**What is asked:**
- a) Using the refactoring note, answer each question on its own line.
(i) Which two classes shared the identical pattern?
(ii) What does ExecuteNonCriticalRead do on a transient error?
(iii) What value do the non-critical count methods return on transient failure?
- b) Decide whether each statement agrees with the refactoring note. Answer yes or no, and quote the words that decide it.
(i) SQLITE_LOCKED signals table-level lock contention.
(ii) PlaceholderTable and SparseTable already had retry handling.
(iii) Results from the non-critical count methods are used only by heartbeat telemetry.
- c) Translate this sentence from the refactoring note into Spanish: "Both PlaceholderTable and SparseTable shared an identical pattern (connection pool, writer lock, try/catch wrapping) with no retry or transient error handling."

--- Start of Passage shown ---

Both PlaceholderTable and SparseTable shared an identical pattern (connection pool, writer lock, try/catch wrapping) with no retry or transient error handling.

Fix

Extract shared logic into GVFSTable base class with four execution primitives:

Method Behavior
ExecuteWrite Under writer lock, retry up to 5x on transient errors
ExecuteRead Retry up to 5x on transient errors
ExecuteNonCriticalRead Return fallback value on transient error (no throw)
ExecuteReadThenWrite Mixed read+write on same connection, retry on transient errors

Transient errors retried (linear backoff: 50ms, 100ms, ... 250ms):

  • SQLITE_BUSY (5) - connection-level lock contention
  • SQLITE_LOCKED (6) - table-level lock contention
  • SQLITE_IOERR (10) - disk I/O errors

Non-critical count methods (GetCount, GetFilePlaceholdersCount, GetFolderPlaceholdersCount) return -1 on transient failure - only consumed by heartbeat telemetry.

--- End of Passage shown ---
--- Start of Listing ---

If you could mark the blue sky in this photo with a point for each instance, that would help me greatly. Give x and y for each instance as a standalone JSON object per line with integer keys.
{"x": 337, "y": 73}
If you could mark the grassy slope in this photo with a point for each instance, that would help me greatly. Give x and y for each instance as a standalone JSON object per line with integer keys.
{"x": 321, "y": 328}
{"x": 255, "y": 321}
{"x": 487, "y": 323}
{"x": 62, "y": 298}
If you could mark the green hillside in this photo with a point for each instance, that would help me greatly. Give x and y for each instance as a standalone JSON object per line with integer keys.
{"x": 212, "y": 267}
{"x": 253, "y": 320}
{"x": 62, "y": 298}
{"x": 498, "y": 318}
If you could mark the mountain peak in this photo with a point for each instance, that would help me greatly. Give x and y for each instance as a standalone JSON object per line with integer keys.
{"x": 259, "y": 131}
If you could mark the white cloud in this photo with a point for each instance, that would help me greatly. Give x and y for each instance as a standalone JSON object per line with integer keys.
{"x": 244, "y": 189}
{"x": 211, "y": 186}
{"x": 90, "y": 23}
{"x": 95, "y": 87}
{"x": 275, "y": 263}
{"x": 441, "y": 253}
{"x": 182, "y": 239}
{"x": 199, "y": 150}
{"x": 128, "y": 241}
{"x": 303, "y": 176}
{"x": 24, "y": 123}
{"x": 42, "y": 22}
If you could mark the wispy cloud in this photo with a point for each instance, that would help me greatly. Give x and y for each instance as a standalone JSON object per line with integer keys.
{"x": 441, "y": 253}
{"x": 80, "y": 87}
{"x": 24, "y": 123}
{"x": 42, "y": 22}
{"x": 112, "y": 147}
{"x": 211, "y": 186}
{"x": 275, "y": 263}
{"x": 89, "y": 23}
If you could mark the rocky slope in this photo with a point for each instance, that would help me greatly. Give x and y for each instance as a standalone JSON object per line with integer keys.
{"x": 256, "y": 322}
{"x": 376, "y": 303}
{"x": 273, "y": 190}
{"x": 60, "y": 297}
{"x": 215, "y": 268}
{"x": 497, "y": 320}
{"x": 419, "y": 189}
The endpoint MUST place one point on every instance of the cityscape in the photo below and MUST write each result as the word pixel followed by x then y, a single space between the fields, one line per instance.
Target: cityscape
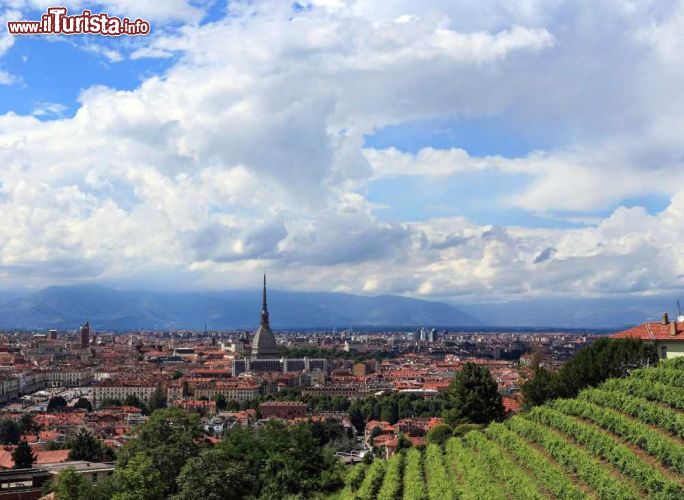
pixel 341 250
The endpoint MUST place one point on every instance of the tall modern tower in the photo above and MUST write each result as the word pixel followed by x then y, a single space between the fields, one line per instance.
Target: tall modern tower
pixel 85 335
pixel 263 343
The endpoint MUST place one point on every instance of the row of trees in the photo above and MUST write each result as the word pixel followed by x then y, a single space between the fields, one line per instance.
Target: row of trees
pixel 156 401
pixel 606 358
pixel 472 397
pixel 169 458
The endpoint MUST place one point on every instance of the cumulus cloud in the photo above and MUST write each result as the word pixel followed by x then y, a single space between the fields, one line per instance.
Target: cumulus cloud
pixel 248 153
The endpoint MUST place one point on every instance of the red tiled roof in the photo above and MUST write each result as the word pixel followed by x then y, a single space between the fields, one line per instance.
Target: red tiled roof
pixel 510 405
pixel 653 331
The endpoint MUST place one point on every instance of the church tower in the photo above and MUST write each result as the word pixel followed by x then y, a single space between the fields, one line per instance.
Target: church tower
pixel 263 343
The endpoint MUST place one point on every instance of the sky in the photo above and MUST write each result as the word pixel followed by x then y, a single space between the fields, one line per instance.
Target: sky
pixel 465 151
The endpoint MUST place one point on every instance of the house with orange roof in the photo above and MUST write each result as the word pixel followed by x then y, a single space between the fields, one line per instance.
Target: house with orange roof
pixel 668 336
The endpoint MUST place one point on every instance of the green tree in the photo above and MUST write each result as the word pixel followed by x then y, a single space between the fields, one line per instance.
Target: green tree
pixel 56 403
pixel 84 404
pixel 439 434
pixel 214 475
pixel 71 485
pixel 474 397
pixel 110 402
pixel 388 411
pixel 221 402
pixel 140 479
pixel 28 425
pixel 605 358
pixel 10 431
pixel 133 400
pixel 23 456
pixel 463 429
pixel 169 439
pixel 539 388
pixel 157 400
pixel 85 446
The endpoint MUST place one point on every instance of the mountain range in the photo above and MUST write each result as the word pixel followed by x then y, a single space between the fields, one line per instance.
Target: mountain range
pixel 66 307
pixel 107 308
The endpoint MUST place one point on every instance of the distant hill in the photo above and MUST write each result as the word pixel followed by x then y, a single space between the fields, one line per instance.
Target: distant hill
pixel 107 308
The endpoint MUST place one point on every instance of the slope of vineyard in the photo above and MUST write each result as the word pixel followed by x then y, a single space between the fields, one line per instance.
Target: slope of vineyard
pixel 622 440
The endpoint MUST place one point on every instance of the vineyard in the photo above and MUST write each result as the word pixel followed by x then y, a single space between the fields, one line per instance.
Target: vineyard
pixel 622 440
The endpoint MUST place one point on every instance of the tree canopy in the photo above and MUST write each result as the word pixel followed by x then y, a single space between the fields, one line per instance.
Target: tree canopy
pixel 23 456
pixel 10 431
pixel 56 403
pixel 84 404
pixel 85 446
pixel 473 396
pixel 169 439
pixel 605 358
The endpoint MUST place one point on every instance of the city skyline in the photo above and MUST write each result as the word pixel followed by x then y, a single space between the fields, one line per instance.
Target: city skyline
pixel 458 153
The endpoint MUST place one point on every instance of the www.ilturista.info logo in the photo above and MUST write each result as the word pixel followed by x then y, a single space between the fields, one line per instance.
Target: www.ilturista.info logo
pixel 56 21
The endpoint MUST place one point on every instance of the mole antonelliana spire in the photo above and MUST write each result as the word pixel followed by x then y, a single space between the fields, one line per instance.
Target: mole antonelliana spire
pixel 264 306
pixel 264 343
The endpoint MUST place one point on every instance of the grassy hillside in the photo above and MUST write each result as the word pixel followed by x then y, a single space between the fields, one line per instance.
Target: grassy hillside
pixel 622 440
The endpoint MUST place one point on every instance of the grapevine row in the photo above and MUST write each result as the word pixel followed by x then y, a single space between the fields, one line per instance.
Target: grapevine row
pixel 438 484
pixel 574 459
pixel 647 412
pixel 372 481
pixel 355 477
pixel 598 443
pixel 553 478
pixel 391 483
pixel 663 374
pixel 475 478
pixel 503 468
pixel 414 484
pixel 643 436
pixel 653 391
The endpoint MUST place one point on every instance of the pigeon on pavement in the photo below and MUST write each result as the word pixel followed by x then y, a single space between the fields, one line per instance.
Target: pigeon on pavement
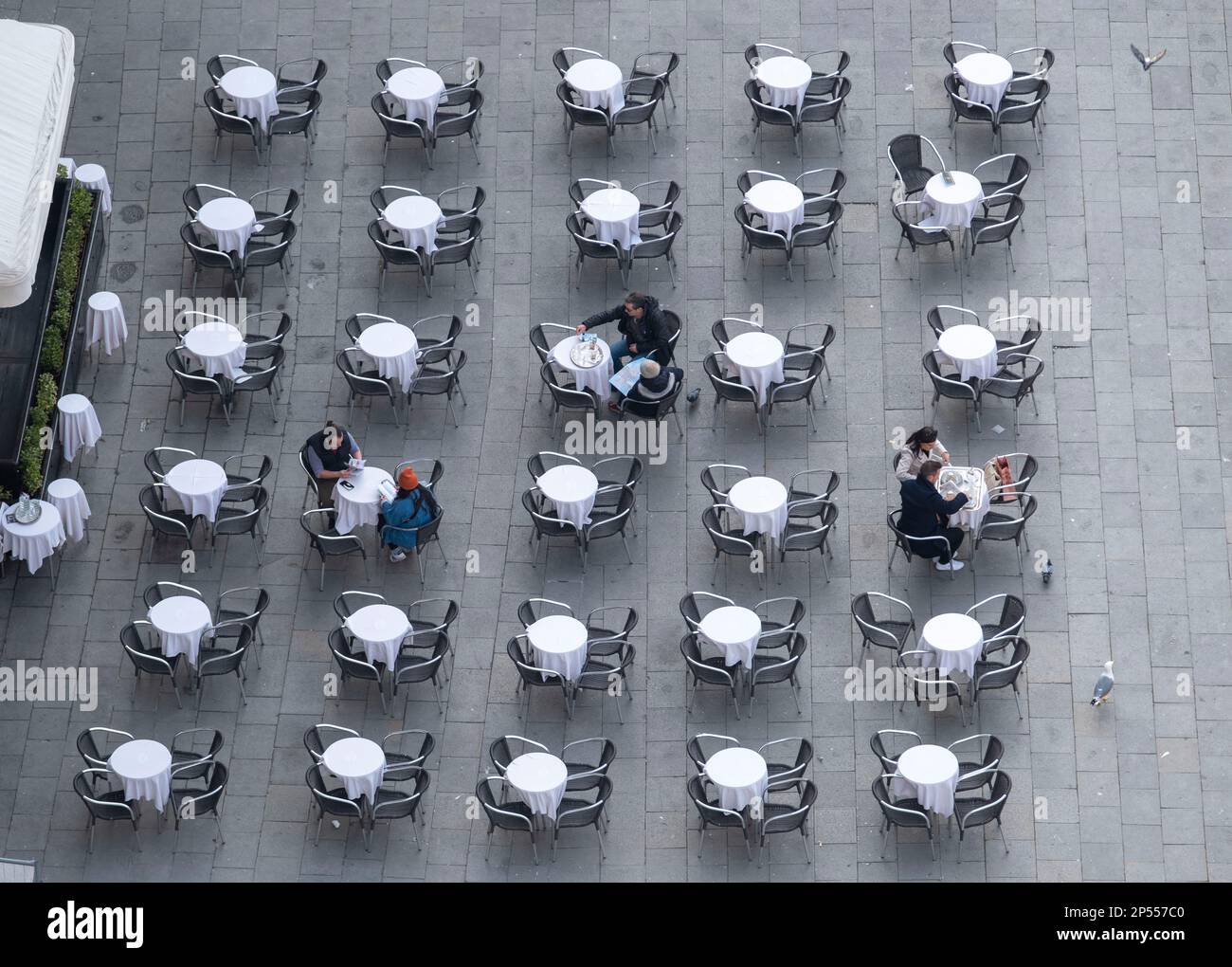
pixel 1104 686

--- End of Listing ---

**Expected responses:**
- a)
(i) PlaceholderTable and SparseTable
(ii) It returns a fallback value and does not throw.
(iii) -1

- b)
(i) Yes: "SQLITE_LOCKED (6) - table-level lock contention"
(ii) No: "with no retry or transient error handling"
(iii) Yes: "only consumed by heartbeat telemetry"

- c) Tanto PlaceholderTable como SparseTable compartían un patrón idéntico (pool de conexiones, bloqueo de escritura, envoltura try/catch) sin reintentos ni manejo de errores transitorios.